▶ [Your goal] Say how many lines of the data contain "below", and nothing more.

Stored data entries
========

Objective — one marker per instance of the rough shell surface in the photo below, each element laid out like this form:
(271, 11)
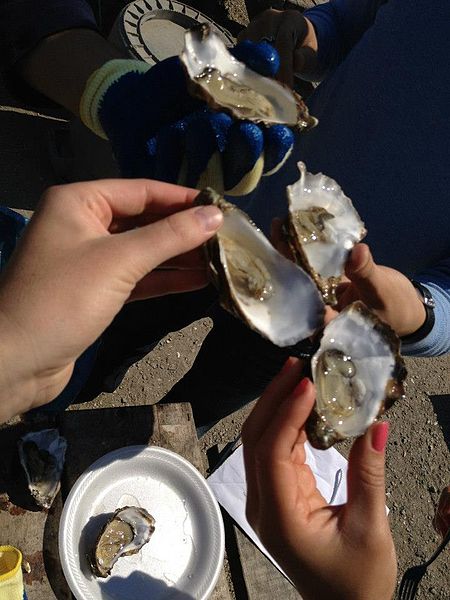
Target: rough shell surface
(225, 83)
(42, 456)
(323, 227)
(358, 373)
(124, 534)
(270, 293)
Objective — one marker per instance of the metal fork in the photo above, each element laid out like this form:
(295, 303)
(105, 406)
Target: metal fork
(411, 578)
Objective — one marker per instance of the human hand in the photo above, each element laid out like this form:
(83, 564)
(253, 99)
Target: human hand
(294, 38)
(157, 129)
(441, 521)
(89, 248)
(386, 291)
(341, 552)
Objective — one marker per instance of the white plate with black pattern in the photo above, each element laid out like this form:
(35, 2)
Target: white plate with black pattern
(153, 30)
(184, 557)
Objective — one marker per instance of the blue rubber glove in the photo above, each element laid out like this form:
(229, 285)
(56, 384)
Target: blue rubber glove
(158, 130)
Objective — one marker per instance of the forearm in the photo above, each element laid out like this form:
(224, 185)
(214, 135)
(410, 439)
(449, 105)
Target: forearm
(61, 64)
(17, 385)
(339, 24)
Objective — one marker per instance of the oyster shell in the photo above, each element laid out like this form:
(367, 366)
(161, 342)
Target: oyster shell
(270, 293)
(323, 227)
(124, 534)
(42, 456)
(358, 373)
(225, 83)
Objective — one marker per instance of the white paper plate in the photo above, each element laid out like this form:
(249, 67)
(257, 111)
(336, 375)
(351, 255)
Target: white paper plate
(184, 556)
(153, 30)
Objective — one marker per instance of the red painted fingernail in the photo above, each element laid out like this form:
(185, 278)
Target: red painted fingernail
(380, 435)
(288, 365)
(301, 387)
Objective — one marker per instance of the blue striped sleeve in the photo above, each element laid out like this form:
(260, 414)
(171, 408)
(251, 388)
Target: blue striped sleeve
(437, 342)
(339, 24)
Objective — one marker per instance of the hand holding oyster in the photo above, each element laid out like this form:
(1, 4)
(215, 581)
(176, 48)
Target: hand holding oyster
(358, 369)
(226, 83)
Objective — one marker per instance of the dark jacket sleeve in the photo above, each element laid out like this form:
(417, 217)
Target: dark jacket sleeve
(24, 23)
(339, 24)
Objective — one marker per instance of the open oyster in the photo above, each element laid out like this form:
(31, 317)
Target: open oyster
(42, 455)
(225, 83)
(124, 534)
(323, 227)
(270, 293)
(358, 373)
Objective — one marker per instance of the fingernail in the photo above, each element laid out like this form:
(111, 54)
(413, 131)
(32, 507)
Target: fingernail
(301, 387)
(210, 217)
(287, 365)
(380, 433)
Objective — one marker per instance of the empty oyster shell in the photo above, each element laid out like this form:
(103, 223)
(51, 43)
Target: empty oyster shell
(358, 373)
(323, 227)
(270, 293)
(42, 457)
(225, 83)
(124, 534)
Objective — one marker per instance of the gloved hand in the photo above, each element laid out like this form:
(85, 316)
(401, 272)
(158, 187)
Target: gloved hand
(295, 39)
(158, 130)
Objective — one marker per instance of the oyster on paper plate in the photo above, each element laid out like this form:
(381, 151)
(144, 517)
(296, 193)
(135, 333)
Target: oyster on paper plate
(256, 283)
(124, 534)
(225, 83)
(323, 226)
(358, 372)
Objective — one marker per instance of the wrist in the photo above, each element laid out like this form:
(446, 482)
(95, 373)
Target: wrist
(424, 319)
(97, 87)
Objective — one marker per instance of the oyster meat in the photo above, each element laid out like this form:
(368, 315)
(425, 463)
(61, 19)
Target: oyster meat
(323, 226)
(270, 293)
(42, 455)
(225, 83)
(358, 372)
(124, 534)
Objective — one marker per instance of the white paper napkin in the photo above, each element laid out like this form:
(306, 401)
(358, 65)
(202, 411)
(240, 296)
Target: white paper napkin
(228, 485)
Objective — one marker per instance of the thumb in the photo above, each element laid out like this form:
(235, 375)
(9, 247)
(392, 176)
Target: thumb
(365, 274)
(153, 244)
(360, 265)
(366, 486)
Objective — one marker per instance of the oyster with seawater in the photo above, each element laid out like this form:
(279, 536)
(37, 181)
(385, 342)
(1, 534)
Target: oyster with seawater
(323, 226)
(124, 534)
(42, 456)
(225, 83)
(358, 372)
(256, 283)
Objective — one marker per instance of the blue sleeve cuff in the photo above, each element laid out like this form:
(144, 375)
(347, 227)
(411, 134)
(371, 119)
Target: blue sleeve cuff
(24, 23)
(437, 342)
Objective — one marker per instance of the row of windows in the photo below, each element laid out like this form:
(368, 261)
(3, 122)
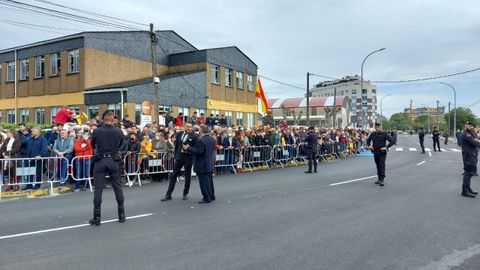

========

▶ [Solution for this exercise] 2